Problem details ▸ Copy out each line below in which the string "window" appears.

Data for processing ▸

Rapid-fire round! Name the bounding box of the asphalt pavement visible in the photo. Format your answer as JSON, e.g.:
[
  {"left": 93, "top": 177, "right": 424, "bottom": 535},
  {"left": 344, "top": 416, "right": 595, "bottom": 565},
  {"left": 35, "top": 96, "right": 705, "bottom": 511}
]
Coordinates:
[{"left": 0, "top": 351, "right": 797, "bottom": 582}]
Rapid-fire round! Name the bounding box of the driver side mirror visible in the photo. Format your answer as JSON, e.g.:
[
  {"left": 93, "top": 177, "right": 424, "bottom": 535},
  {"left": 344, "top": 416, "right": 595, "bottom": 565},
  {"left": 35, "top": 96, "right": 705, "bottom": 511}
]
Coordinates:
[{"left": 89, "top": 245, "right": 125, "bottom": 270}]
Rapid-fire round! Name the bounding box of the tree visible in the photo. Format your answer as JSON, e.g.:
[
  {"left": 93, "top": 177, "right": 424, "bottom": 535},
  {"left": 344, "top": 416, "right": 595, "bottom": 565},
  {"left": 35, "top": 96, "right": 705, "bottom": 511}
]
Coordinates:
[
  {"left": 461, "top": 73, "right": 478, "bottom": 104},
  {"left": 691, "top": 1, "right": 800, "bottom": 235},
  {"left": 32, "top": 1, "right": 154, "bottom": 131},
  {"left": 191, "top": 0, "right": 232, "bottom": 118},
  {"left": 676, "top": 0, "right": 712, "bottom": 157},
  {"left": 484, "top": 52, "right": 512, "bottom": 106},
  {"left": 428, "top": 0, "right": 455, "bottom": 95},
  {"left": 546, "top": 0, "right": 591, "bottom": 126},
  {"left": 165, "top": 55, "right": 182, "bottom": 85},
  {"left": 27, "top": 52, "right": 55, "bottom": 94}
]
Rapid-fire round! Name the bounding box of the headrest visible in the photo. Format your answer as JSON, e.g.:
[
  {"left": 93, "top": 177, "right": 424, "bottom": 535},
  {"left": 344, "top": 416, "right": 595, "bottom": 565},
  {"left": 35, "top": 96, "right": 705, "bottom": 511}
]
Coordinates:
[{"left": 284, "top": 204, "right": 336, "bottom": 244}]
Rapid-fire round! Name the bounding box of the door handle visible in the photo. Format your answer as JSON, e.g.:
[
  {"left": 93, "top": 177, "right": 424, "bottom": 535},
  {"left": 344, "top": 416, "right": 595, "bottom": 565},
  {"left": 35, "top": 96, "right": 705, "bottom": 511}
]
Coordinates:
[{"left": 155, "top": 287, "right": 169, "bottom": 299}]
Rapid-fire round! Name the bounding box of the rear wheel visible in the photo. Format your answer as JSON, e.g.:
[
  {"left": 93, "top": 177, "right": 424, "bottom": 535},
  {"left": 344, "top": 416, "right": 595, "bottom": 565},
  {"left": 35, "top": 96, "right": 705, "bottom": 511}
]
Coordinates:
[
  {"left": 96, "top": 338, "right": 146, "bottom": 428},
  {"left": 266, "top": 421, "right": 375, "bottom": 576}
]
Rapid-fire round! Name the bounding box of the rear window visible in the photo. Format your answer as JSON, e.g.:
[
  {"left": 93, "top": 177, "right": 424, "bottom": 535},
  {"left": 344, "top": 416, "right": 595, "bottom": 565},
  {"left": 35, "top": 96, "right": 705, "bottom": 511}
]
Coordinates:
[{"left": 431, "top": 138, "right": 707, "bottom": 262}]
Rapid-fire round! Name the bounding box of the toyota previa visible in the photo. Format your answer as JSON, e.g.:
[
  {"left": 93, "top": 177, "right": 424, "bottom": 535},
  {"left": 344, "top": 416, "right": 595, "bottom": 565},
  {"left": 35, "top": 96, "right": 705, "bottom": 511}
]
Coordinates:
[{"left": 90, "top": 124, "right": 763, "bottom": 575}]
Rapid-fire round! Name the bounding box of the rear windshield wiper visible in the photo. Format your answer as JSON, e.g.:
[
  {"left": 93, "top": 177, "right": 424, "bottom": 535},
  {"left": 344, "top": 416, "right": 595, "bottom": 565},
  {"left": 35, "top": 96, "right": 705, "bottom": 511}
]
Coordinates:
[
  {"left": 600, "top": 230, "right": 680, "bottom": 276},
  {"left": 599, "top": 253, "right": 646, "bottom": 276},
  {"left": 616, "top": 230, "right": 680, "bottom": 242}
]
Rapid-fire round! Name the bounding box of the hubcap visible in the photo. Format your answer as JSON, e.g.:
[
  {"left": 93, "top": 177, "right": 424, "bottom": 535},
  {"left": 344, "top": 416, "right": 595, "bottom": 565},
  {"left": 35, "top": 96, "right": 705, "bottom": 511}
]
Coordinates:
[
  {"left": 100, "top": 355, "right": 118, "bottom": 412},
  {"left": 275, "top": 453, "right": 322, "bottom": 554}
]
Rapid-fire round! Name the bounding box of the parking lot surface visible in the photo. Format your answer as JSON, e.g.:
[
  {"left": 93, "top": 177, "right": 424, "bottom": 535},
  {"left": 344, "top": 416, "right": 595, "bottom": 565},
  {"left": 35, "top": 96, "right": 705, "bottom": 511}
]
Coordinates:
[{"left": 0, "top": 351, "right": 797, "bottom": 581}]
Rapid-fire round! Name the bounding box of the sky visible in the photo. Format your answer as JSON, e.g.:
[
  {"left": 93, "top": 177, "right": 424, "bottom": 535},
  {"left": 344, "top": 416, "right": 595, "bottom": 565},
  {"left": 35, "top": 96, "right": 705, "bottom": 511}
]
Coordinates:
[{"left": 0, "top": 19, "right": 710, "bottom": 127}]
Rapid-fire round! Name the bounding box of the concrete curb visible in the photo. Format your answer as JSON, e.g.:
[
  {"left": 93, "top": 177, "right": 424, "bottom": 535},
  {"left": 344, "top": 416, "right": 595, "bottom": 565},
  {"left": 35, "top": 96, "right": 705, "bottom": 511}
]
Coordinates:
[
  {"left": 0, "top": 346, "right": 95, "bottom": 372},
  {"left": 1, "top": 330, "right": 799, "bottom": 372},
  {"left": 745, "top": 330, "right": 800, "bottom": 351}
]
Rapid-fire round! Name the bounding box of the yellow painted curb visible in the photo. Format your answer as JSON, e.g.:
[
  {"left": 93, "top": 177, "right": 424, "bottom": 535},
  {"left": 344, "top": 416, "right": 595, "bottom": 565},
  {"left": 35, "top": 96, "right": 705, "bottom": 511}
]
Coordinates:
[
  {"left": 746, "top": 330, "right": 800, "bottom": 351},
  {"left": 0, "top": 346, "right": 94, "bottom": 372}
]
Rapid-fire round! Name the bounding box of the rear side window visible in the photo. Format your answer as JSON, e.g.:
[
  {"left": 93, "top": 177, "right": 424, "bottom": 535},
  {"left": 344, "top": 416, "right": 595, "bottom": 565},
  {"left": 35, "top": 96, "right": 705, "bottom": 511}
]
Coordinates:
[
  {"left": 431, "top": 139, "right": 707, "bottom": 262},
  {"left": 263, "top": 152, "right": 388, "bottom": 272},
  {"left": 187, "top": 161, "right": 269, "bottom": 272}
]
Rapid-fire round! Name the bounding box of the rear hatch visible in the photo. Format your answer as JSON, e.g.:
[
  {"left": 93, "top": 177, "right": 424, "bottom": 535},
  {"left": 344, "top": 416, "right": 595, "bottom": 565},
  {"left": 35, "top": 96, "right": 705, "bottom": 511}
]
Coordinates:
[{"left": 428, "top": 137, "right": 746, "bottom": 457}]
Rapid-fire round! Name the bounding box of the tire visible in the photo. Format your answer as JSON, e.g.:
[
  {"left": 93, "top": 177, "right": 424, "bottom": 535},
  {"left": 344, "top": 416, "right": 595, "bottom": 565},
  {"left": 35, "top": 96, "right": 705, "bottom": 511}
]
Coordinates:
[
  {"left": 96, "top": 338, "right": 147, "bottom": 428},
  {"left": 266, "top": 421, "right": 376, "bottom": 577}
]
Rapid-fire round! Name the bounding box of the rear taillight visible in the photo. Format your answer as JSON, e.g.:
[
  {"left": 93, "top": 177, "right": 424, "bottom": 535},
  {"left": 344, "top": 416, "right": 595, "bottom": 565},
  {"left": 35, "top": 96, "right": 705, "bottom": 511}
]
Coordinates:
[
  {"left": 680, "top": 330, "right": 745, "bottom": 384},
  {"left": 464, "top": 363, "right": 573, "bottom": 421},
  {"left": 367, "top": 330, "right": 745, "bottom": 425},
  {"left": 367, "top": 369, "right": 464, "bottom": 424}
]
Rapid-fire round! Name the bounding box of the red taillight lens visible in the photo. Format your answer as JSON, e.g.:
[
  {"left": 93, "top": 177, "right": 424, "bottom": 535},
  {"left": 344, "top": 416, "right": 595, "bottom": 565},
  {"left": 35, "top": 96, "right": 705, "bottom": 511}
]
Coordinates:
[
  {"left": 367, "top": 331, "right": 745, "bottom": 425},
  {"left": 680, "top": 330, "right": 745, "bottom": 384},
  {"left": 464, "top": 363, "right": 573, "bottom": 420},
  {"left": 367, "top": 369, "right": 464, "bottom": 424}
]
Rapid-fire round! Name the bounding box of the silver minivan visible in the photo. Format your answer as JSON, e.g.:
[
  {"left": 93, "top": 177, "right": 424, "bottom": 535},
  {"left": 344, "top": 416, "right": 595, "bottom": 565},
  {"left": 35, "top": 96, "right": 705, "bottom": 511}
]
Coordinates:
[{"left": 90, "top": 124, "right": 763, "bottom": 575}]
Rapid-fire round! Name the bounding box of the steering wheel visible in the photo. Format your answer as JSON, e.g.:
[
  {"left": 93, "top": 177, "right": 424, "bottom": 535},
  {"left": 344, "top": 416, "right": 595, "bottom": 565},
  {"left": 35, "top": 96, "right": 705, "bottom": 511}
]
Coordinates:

Answer space ▸
Rapid-fire round! Name the bounding box of the rear window visible in the photo. Format your answer as JSON, e.g.:
Rapid-fire round! Name the bounding box of the rear side window visible in the photo. Format your answer as JSON, e.g.:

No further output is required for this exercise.